- [Provided text]:
MattCharettePhotography said:


> Wearing earphones on the trail especially on single track is reckless, a ride should always be audibly alert of his surroundings, again with proper ettiquette, "Rider up" "Rider Down" "passing left" and other general warnings cannot be heard well with earphones in, I do not mind people listening to music while riding, keep one earphone in your right ear only(people generally pass on the left and it is more common to have to hear out of your left obviously)... then you can hear out of your left, you are still alert of your surroundings, and noone gets hurt. But if he is riding about with both phones in, and his music cranked up, he cannot hear a damn thing, and is then just in his own little world, and a danger to others on the trail. So yes, his fault.


----------



## MattCharettePhotography (Aug 14, 2008)

haha, was not arguing as much as explaining it out loud. I agree about the yelling, I do it only when the downhill is blind to me to ensure noone is below me as I descend.


----------



## space (May 25, 2004)

bullit44777 said:


> wow you completely don't get it. I was asking if thats the rule, how come so many people DON'T abide by it? The same people who say uphill rider has right of way, will not stop at all on the downhill, thats what I said. I questioned why there is that rule, somebody mentioned being clipped, thats a good point! I never said what I think of the rule, or what I do on the downhill.
> As far as being selfish, hey everybody does what they like, its fun, no problems there, up, down, whatever, I was just talking about one trail in particular, I think FR are boring too, but I figure on this particular trail I'm keeping it opened up so people can have fun riding down it, how does that make me selfish? I thought for some reason the whole point of getting to the top is to have fun on the way down, but I'm an idiot....
> Finally some guy riding downhill yells out and if the uphill guy is wearing earphones and doesn't hear its his fault, what?


Some people don't know the rules or choose to ignore them. I personally yield to everyone when I'm riding solo. When I'm riding in a group I follow the rules and encourage the group I'm riding with too.

- [Brief]: Copy the whole trail etiquette thread word for word.

- [Stored data]:

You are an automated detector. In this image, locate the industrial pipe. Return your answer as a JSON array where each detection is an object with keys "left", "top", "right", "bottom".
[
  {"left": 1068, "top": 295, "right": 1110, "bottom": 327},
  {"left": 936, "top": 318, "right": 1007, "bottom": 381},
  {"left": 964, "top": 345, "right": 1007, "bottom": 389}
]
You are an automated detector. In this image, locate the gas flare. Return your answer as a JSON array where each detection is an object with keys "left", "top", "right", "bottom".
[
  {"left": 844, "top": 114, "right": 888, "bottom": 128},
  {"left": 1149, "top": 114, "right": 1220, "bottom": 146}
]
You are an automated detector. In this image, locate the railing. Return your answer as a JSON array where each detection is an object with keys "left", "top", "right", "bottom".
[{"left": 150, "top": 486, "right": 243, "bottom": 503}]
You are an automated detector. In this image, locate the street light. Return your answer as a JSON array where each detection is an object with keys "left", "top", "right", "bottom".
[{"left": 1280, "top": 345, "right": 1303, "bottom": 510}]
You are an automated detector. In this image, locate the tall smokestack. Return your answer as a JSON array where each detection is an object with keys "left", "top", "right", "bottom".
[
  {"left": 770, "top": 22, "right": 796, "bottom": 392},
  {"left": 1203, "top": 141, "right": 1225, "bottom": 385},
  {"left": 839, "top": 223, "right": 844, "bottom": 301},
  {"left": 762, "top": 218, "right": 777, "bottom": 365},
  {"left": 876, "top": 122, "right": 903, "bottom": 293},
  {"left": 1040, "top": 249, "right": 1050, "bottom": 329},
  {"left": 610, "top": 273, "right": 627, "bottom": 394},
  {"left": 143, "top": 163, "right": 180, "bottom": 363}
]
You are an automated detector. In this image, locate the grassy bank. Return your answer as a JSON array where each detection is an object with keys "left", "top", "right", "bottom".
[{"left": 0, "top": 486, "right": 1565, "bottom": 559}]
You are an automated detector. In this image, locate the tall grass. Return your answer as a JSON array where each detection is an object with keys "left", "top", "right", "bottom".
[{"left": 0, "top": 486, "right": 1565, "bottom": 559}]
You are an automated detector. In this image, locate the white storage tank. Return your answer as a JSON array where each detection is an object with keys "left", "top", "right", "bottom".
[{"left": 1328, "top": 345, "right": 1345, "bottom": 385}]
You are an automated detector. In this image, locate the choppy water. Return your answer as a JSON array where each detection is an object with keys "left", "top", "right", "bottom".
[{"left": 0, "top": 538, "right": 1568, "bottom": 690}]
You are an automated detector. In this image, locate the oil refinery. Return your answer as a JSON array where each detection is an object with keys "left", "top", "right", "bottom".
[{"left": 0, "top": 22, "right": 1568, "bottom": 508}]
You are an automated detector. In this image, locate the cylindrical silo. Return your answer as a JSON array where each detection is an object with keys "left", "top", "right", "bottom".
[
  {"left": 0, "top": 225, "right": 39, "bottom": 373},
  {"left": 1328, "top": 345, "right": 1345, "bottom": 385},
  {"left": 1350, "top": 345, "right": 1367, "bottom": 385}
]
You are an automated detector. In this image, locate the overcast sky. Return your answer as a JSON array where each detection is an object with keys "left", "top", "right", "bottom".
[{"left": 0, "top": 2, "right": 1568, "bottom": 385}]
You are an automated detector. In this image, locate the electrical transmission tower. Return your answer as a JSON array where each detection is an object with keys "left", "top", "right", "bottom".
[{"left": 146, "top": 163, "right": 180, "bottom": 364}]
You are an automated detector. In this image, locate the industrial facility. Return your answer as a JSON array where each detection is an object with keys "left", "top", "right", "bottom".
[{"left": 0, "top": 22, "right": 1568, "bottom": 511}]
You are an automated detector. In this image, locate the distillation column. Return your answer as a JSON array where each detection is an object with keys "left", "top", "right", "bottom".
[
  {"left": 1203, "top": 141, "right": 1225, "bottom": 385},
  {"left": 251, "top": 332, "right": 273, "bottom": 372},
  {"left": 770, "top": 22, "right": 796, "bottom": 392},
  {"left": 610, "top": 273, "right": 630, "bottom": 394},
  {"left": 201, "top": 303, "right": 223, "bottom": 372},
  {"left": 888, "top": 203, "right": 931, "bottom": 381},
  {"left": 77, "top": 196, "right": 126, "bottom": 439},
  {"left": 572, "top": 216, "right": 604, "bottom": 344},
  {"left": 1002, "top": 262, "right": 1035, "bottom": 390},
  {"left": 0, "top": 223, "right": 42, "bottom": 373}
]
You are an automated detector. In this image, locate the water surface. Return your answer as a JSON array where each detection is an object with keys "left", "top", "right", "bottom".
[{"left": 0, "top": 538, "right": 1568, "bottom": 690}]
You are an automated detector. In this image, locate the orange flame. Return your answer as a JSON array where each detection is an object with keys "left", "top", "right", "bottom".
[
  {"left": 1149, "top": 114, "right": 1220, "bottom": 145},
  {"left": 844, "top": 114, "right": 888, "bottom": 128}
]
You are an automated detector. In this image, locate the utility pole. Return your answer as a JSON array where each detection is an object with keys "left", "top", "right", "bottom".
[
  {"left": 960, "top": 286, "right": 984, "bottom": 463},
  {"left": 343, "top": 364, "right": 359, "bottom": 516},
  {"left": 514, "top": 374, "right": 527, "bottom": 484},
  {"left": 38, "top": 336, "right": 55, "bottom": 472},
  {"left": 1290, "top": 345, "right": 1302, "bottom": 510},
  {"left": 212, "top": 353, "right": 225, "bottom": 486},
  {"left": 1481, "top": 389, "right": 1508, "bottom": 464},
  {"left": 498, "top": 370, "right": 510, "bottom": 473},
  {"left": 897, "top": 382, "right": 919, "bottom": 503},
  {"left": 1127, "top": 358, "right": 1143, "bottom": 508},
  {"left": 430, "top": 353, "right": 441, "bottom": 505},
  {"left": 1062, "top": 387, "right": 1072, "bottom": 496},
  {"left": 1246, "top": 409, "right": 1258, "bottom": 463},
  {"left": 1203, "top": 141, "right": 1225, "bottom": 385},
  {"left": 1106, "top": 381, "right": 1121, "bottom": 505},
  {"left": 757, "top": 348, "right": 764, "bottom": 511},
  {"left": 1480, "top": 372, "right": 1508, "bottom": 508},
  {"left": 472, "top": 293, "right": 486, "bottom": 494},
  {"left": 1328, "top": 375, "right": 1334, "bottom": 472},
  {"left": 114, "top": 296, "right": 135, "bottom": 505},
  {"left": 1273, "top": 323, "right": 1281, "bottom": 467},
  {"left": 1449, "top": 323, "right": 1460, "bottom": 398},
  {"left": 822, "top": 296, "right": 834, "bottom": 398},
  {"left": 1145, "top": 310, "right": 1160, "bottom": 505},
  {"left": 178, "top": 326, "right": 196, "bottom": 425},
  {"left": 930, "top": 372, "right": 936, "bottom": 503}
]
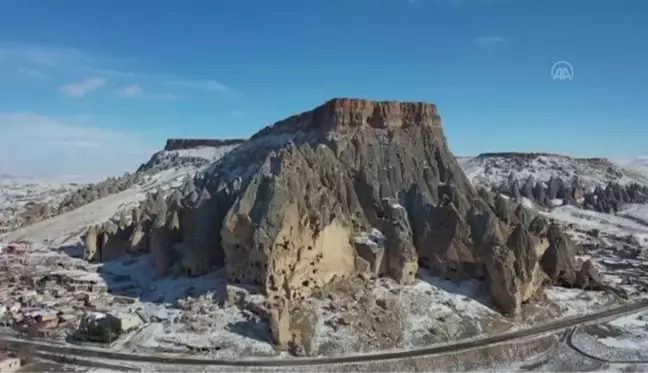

- [Exercise result]:
MattCharettePhotography said:


> Wearing earphones on the trail especially on single track is reckless, a ride should always be audibly alert of his surroundings, again with proper ettiquette, "Rider up" "Rider Down" "passing left" and other general warnings cannot be heard well with earphones in, I do not mind people listening to music while riding, keep one earphone in your right ear only(people generally pass on the left and it is more common to have to hear out of your left obviously)... then you can hear out of your left, you are still alert of your surroundings, and noone gets hurt. But if he is riding about with both phones in, and his music cranked up, he cannot hear a damn thing, and is then just in his own little world, and a danger to others on the trail. So yes, his fault.


----------



## MattCharettePhotography (Aug 14, 2008)

haha, was not arguing as much as explaining it out loud. I agree about the yelling, I do it only when the downhill is blind to me to ensure noone is below me as I descend.


----------



## space (May 25, 2004)

bullit44777 said:


> wow you completely don't get it. I was asking if thats the rule, how come so many people DON'T abide by it? The same people who say uphill rider has right of way, will not stop at all on the downhill, thats what I said. I questioned why there is that rule, somebody mentioned being clipped, thats a good point! I never said what I think of the rule, or what I do on the downhill.
> As far as being selfish, hey everybody does what they like, its fun, no problems there, up, down, whatever, I was just talking about one trail in particular, I think FR are boring too, but I figure on this particular trail I'm keeping it opened up so people can have fun riding down it, how does that make me selfish? I thought for some reason the whole point of getting to the top is to have fun on the way down, but I'm an idiot....
> Finally some guy riding downhill yells out and if the uphill guy is wearing earphones and doesn't hear its his fault, what?


Some people don't know the rules or choose to ignore them. I personally yield to everyone when I'm riding solo. When I'm riding in a group I follow the rules and encourage the group I'm riding with too.